* **EXERCISE REQUIREMENTS**: Reproduce verbatim every line from the one containing "of the blue" through the last line, both ends inclusive.

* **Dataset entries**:
** Begin **
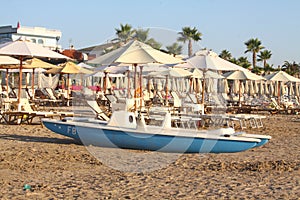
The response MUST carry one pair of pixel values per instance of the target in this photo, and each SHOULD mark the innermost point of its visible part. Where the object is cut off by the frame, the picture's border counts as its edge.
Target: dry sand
(57, 167)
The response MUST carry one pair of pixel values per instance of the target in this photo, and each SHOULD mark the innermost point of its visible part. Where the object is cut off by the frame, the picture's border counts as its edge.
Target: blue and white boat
(123, 130)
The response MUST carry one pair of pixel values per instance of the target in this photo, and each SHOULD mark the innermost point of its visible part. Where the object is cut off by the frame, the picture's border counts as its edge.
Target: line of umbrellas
(137, 54)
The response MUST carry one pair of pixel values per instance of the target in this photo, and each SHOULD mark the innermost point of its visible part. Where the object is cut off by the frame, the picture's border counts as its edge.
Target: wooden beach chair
(97, 110)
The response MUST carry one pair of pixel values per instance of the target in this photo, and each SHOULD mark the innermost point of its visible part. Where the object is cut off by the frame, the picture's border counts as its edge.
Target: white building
(46, 37)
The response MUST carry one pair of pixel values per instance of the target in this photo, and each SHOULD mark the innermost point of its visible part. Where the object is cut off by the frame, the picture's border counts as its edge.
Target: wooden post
(20, 83)
(141, 87)
(32, 83)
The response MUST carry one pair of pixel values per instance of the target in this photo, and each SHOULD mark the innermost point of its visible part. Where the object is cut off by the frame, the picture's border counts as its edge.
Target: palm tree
(141, 35)
(254, 46)
(154, 44)
(243, 62)
(291, 67)
(174, 49)
(125, 33)
(225, 54)
(264, 56)
(189, 34)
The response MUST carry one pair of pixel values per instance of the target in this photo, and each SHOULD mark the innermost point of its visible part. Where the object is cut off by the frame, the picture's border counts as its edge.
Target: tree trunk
(190, 48)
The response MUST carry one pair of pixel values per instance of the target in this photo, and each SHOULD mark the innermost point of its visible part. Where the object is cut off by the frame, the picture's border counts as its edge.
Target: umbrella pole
(278, 87)
(135, 72)
(68, 90)
(203, 90)
(166, 97)
(141, 87)
(32, 83)
(128, 84)
(240, 83)
(105, 82)
(7, 81)
(20, 84)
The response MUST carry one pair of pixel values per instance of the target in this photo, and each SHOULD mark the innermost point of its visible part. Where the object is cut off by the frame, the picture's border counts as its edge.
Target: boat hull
(131, 139)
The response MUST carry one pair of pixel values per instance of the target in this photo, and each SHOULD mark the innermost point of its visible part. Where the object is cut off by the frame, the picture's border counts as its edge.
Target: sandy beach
(57, 167)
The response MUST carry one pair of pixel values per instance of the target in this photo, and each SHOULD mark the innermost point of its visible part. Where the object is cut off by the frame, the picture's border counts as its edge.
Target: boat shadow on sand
(42, 139)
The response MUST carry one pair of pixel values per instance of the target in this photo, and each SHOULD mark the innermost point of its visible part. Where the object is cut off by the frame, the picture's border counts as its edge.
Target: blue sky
(225, 24)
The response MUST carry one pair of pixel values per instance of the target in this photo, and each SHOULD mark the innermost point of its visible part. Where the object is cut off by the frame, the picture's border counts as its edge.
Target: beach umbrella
(291, 91)
(26, 49)
(281, 76)
(34, 64)
(209, 60)
(135, 53)
(7, 60)
(68, 68)
(240, 76)
(261, 88)
(170, 73)
(246, 91)
(267, 92)
(297, 89)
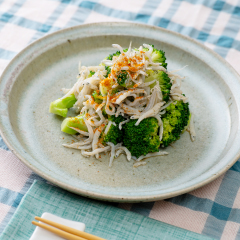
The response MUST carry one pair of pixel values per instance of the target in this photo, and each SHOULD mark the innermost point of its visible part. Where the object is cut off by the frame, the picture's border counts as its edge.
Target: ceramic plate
(36, 75)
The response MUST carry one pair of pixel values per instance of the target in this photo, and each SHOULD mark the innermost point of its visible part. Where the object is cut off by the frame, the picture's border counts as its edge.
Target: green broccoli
(108, 71)
(61, 105)
(76, 122)
(158, 56)
(114, 134)
(91, 74)
(164, 82)
(97, 97)
(174, 121)
(141, 139)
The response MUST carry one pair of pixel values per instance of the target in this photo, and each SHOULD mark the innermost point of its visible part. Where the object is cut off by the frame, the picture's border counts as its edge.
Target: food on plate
(128, 104)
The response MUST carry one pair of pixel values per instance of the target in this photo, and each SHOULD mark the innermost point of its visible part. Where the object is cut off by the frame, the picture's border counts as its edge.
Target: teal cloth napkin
(101, 219)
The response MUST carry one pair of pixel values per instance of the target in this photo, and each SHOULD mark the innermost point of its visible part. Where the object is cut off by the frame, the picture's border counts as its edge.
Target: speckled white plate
(35, 76)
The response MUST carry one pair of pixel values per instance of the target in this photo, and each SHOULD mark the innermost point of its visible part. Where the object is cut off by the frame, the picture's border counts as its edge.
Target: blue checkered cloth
(213, 210)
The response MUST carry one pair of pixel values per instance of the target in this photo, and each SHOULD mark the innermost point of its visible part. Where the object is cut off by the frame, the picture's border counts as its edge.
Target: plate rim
(102, 196)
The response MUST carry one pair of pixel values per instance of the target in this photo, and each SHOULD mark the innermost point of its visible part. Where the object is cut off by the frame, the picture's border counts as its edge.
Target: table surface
(213, 210)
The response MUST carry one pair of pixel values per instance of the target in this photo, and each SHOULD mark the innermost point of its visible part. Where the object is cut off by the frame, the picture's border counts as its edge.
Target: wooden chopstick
(60, 233)
(70, 230)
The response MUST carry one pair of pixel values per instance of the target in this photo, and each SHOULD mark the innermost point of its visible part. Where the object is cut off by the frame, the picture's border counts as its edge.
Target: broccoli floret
(174, 121)
(110, 57)
(159, 56)
(141, 139)
(91, 74)
(97, 97)
(76, 122)
(124, 80)
(61, 105)
(114, 134)
(164, 82)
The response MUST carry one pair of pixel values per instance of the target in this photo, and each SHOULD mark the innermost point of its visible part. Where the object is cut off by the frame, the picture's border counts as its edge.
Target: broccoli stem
(61, 105)
(76, 122)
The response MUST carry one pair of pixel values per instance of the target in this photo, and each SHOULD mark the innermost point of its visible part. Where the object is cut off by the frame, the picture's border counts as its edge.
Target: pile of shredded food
(129, 104)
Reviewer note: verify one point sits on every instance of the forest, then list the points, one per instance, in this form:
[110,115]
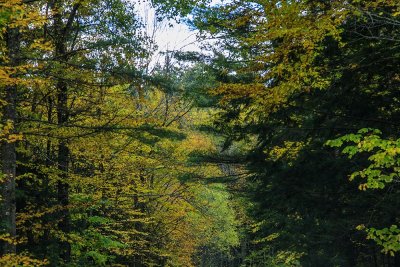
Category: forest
[275,144]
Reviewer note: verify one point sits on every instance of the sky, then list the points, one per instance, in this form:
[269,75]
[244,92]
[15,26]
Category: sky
[169,35]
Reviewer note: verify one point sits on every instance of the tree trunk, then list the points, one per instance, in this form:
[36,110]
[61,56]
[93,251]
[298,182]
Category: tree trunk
[8,154]
[62,119]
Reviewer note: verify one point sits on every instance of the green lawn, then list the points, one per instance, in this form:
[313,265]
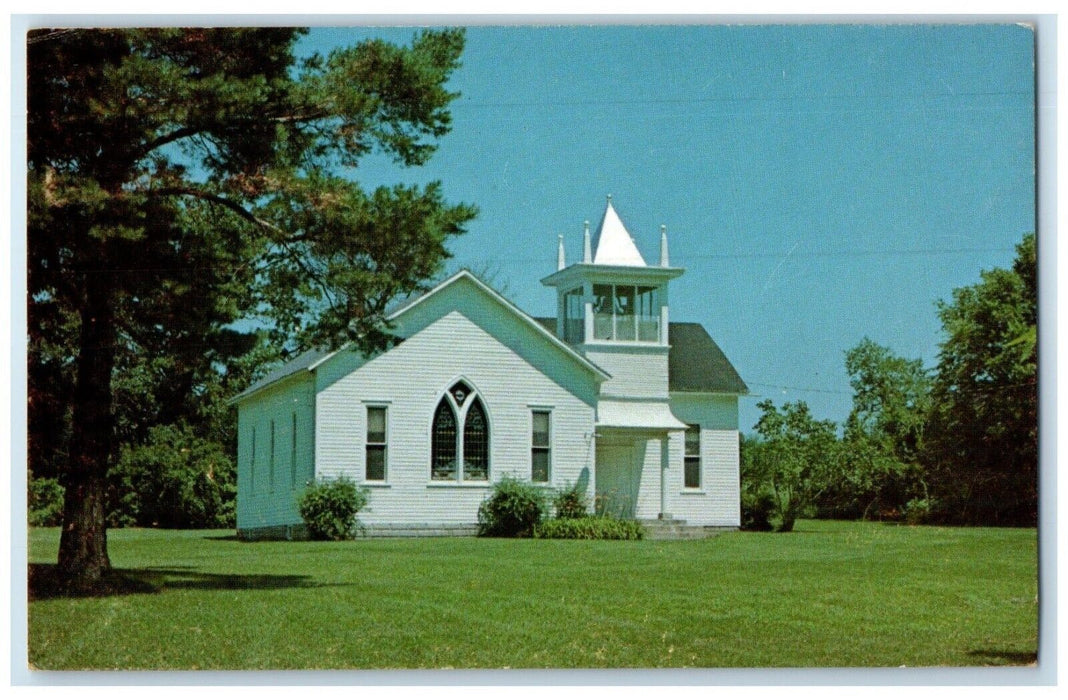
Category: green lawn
[830,594]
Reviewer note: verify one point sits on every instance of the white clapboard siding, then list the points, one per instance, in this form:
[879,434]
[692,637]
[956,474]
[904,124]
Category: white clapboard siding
[717,501]
[410,379]
[263,499]
[637,371]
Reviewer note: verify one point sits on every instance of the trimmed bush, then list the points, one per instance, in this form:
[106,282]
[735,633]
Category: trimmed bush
[512,510]
[570,502]
[329,509]
[175,479]
[45,502]
[591,527]
[756,509]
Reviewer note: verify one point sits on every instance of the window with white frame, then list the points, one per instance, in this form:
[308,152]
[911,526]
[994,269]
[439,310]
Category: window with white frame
[459,454]
[540,450]
[691,478]
[627,312]
[252,464]
[293,452]
[375,446]
[270,467]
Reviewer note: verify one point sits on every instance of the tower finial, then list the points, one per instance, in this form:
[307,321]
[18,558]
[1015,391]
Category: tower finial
[587,255]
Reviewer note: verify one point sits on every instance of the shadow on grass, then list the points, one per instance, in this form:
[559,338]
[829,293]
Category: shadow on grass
[46,584]
[1003,657]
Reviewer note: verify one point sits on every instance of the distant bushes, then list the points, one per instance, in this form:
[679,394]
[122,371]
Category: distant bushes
[329,508]
[175,479]
[590,527]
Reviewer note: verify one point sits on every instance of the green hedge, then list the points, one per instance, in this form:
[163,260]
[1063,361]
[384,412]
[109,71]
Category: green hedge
[590,528]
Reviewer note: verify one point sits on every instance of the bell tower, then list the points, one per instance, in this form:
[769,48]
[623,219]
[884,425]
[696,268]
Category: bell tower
[613,307]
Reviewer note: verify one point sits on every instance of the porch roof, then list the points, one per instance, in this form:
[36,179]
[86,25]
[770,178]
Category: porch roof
[638,415]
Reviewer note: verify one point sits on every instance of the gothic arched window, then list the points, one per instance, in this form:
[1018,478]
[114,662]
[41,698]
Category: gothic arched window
[459,454]
[475,442]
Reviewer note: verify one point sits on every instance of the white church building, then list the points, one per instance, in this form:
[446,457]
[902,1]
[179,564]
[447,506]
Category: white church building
[611,394]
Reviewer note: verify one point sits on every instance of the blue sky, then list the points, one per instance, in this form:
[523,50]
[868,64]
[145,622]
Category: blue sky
[819,183]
** End **
* **ANSWER TO THIS PROBLEM**:
Reviewer note: verify one point sits on every instance of the blue sky, then list the points, one per instance, in this form:
[523,50]
[868,64]
[145,622]
Category: blue sky
[819,183]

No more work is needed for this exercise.